• _Exercise requirements_
Restate word for word the lines of the entries below, starting with the line that holds "Where can the forest" and ending with the line that holds "Where can the backpack", and no others.

Dataset records
--- START ---

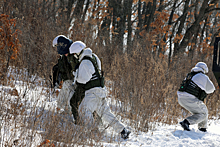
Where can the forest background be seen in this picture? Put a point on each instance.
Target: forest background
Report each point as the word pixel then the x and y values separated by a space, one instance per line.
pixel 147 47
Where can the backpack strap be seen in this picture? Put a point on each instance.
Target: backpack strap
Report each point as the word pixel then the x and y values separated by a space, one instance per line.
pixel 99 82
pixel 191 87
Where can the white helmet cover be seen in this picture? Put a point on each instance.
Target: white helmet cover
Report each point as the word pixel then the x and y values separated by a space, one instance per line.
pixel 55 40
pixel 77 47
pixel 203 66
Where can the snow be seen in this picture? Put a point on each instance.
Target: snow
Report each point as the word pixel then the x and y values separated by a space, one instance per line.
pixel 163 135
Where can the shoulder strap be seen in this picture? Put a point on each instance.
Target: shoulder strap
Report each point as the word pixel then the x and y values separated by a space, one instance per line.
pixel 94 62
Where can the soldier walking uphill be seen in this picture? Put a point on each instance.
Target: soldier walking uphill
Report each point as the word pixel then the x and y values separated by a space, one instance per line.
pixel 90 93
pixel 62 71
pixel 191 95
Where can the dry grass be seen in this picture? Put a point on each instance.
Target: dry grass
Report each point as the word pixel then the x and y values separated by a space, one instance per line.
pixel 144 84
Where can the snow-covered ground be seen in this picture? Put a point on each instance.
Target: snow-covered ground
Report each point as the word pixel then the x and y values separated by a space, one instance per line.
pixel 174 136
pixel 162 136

--- END ---
--- START ---

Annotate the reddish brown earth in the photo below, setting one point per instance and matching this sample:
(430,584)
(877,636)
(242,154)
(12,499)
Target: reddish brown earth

--- END ---
--- START ---

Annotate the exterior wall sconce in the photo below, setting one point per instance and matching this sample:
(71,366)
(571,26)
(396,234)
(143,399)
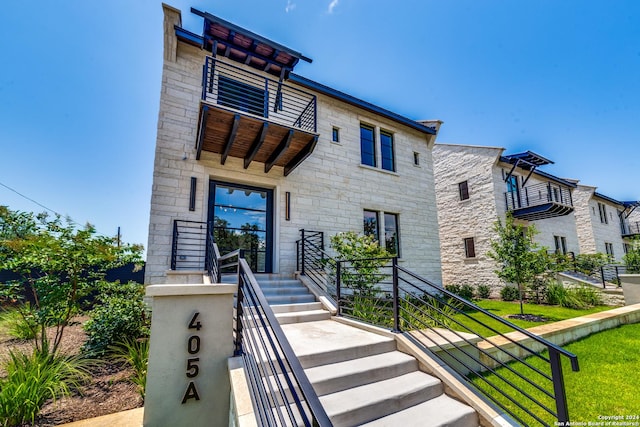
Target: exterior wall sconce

--- END ---

• _Written response_
Where can the forest background be seen in this picture? Put a point on each instance.
Target: forest background
Report each point as the word pixel then the x and y values separated by a space, one instance per line.
pixel 147 47
Where can the backpack strap be seen in this picture? Put a point on each instance.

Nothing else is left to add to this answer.